_CONSEGNE SCRITTE_
**a)** Nel brano su conoscenza e coscienza, riduci a un elenco puntato il paragrafo che inizia con «La scienza moderna non è scienza», conservandone i fatti principali.
**b)** Scrivi la parte successiva del brano su conoscenza e coscienza, riprendendo subito dopo la citazione conclusiva.

_BRANO DEL DOCUMENTO_

Conoscenza e coscienza
La via per nascere con l’altro
di Marinella De Simone
La scienza moderna non è scienza nel senso in cui è intesa questa parola. “Scienza” (jnana, gnosis, scientia) vuole dire “conoscenza”. Conoscere significa stabilire una comunione cosciente e vitale con il reale, essere congiuntamente con ciò che si conosce: con-nascere (con-naître). La conoscenza è unione, compenetrazione (…); è fine a sé stessa: la stessa vita di chi conosce. Il conoscere comporta gioia, perché è salvezza, salva l’uomo dalla sua limitazione e lo apre fino ai confini stessi dell’universo. Il conoscere, in questo senso pieno, che è inseparabile dall’amare, fa vivere all’uomo la pienezza di ciò che è. La scienza moderna non è più conoscenza in questo senso classico e tradizionale. Non tutti gli uomini possono essere scienziati. Tutti, invece, sono chiamati a essere saggi, sapienti, a godere della realtà – conoscendola.
(Raimon Panikkar, Pace e disarmo culturale)

Righe di un dataset:

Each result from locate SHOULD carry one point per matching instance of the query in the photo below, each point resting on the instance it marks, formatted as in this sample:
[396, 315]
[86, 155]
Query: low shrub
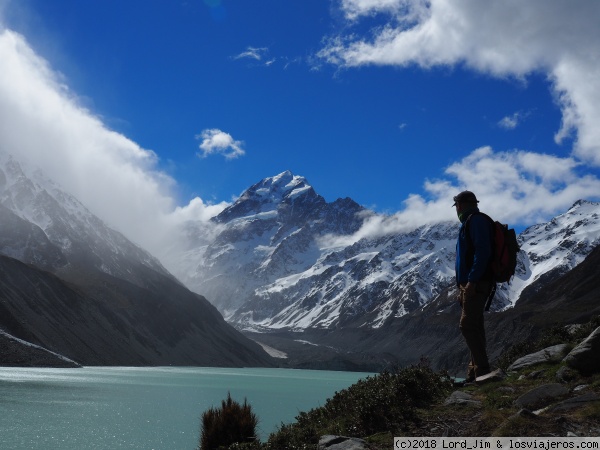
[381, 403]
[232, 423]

--

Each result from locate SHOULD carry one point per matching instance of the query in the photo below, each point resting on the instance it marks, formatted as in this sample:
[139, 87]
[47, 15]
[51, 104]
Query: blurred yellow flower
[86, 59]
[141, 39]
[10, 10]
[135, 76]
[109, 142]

_RISPOSTE PER CONSEGNA_
**a)**
- La scienza moderna non è scienza nel senso originario della parola, che significa "conoscenza" (jnana, gnosis, scientia).
- Conoscere vuol dire stabilire una comunione cosciente e vitale con il reale, essere congiuntamente con ciò che si conosce: con-nascere.
- La conoscenza è unione e compenetrazione. È fine a sé stessa e coincide con la vita stessa di chi conosce.
- Comporta gioia perché è salvezza: salva l'uomo dalla sua limitazione e lo apre fino ai confini dell'universo.
- Inseparabile dall'amare, fa vivere all'uomo la pienezza di ciò che è.
- Non tutti possono essere scienziati, ma tutti sono chiamati a essere saggi e a godere della realtà conoscendola.

**b)**
Una crisi cognitiva
Negli ultimi decenni è maturata una crisi cognitiva che investe sia la percezione, sia le emozioni, sia la comunicazione nei suoi aspetti linguistici e comportamentali.
La crisi di percezione si manifesta mediante un’incomprensione dei segnali che arrivano dall’ambiente circostante: le lenti di lettura che siamo abituati ad utilizzare non sono più adeguate a comprendere e riconoscere i segnali che ci giungono.
La crisi emozionale si manifesta attraverso un generale disagio, con un senso di malessere non solo individuale ma anche, e soprattutto, sociale.
La crisi nella comunicazione si manifesta sia nel linguaggio, che non è più in grado di descrivere ciò che si percepisce, sia ed ancor più nei comportamenti: non si sa più che cosa fare e come fare, mancando completamente una correlazione tra ciò che si fa e ciò che si ottiene come risultato del proprio operato.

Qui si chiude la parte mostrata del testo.